> Document excerpt:

= Beginning of Section =

Equisetum pratense has whitish-green and slender sterile stems that grow 15-52.5 cm tall, with 8 to 20 ridges that bear three rows of flat spinules. The centrum is approximately one sixth of the diameter of the stem. The pale sheaths bear slender brown teeth with white margins.

Strobili containing the sporangium with the spores mature in late spring. The cone like strobilus is only present in the spring shoot which grows to resemble the coneless summer shoot.

==Habitat==
Equisetum pratense occurs in alluvial woods, thickets, mossy glades, and calcareous meadows. It is a common pioneer species, commonly growing where instability or water erosion leaves an often open ground surface or where sandy alluvium accumulates beside streams. Where vegetation is more abundant, the fern occurs only as sparse and diminutive shoots, as the fern is succumbing to competition in a later seral community.

= End of Section =

> What you need to do:
(1) Please rewrite the Equisetum pratense passage, starting at the words "Strobili containing the" and stopping after "later seral community.", and replace "fern" with "horsetail" wherever it occurs.
(2) In the Equisetum pratense text, how wide is the centrum relative to the stem's diameter?

Records from a data source
= Beginning of Section =

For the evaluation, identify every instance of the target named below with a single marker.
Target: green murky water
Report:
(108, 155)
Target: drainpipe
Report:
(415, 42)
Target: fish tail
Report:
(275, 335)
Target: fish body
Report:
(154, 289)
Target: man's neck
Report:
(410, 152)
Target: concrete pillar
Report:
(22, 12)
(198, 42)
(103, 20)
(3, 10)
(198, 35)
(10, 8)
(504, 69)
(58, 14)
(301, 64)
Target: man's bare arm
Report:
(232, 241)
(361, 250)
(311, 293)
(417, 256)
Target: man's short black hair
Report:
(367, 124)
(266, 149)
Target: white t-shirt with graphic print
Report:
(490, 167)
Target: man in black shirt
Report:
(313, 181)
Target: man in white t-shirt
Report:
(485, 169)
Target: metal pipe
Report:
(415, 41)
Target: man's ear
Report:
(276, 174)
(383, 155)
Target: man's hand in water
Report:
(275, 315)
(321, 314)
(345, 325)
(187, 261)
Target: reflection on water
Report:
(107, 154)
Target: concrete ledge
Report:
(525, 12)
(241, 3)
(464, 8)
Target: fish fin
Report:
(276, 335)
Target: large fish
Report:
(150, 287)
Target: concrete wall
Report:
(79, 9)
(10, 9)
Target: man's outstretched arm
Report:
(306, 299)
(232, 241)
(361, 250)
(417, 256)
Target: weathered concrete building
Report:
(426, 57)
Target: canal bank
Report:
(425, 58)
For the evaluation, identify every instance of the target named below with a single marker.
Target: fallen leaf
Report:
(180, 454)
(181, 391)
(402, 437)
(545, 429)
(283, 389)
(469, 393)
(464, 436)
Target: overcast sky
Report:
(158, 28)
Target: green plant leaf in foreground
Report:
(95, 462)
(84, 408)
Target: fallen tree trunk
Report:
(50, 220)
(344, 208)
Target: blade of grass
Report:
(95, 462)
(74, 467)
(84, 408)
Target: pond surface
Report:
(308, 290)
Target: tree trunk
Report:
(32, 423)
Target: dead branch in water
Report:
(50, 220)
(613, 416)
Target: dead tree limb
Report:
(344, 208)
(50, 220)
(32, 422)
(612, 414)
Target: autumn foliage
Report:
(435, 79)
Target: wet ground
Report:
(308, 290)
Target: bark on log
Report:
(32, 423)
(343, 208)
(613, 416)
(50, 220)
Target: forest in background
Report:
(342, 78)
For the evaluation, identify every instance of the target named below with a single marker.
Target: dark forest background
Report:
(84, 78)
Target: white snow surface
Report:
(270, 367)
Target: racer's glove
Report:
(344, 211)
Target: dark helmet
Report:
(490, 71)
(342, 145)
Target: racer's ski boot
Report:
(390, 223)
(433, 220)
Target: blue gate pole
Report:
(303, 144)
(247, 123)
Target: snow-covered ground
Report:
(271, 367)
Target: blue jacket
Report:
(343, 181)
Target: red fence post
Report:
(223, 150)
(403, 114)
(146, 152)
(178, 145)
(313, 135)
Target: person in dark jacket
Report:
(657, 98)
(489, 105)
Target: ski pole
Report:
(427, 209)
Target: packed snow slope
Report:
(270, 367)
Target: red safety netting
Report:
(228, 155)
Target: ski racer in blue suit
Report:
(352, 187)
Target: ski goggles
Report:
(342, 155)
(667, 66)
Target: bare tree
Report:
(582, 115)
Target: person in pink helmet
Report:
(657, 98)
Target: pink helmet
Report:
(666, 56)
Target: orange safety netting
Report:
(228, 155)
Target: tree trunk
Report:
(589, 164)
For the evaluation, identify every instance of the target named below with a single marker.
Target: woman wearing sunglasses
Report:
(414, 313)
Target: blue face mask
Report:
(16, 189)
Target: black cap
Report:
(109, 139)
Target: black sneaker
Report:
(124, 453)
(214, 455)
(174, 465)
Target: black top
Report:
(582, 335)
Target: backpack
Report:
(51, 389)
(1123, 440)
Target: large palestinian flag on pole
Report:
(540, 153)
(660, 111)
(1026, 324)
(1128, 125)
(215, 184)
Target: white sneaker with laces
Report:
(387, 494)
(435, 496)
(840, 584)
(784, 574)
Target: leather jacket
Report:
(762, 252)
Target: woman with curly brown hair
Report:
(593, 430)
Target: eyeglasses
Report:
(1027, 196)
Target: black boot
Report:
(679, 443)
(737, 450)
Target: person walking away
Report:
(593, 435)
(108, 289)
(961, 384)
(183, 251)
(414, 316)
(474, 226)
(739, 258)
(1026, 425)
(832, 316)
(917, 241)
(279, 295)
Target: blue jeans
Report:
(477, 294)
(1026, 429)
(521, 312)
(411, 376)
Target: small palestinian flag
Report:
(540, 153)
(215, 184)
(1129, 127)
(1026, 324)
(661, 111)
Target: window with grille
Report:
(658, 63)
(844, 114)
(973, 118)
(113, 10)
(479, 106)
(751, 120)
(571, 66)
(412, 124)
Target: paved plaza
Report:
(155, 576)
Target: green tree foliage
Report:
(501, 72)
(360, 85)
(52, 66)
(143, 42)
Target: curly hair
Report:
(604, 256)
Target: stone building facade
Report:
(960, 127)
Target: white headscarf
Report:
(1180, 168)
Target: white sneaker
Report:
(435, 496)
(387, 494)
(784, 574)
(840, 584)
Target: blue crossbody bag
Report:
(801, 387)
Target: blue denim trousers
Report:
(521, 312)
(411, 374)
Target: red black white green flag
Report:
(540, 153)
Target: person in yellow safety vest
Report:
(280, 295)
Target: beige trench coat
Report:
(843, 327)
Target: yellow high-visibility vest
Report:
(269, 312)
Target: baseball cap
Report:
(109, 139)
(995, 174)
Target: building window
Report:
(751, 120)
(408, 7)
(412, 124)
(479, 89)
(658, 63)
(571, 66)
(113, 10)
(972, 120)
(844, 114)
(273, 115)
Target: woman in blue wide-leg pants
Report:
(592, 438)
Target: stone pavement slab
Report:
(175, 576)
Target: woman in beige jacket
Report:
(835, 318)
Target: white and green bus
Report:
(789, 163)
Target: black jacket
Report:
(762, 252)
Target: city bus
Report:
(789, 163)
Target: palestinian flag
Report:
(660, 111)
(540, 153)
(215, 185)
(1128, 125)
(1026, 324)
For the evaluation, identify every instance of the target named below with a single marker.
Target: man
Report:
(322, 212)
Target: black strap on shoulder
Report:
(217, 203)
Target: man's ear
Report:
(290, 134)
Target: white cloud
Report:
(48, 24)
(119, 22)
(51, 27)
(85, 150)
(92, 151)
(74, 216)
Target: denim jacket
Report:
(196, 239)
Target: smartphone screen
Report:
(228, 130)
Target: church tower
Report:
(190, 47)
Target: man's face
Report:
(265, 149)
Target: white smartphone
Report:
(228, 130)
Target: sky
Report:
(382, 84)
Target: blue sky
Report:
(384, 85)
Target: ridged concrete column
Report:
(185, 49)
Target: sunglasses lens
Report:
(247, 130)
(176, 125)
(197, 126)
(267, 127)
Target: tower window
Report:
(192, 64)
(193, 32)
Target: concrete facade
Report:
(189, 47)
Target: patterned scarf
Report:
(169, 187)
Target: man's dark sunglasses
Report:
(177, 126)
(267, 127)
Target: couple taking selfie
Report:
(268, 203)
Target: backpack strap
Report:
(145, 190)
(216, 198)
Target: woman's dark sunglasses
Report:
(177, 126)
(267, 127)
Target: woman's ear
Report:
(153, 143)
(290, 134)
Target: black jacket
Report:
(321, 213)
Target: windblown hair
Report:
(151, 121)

= End of Section =

> Solutions in order:
(1)
Strobili containing the sporangium with the spores mature in late spring. The cone like strobilus is only present in the spring shoot which grows to resemble the coneless summer shoot.

==Habitat==
Equisetum pratense occurs in alluvial woods, thickets, mossy glades, and calcareous meadows. It is a common pioneer species, commonly growing where instability or water erosion leaves an often open ground surface or where sandy alluvium accumulates beside streams. Where vegetation is more abundant, the horsetail occurs only as sparse and diminutive shoots, as the horsetail is succumbing to competition in a later seral community.

(2) Approximately one sixth of the stem's diameter.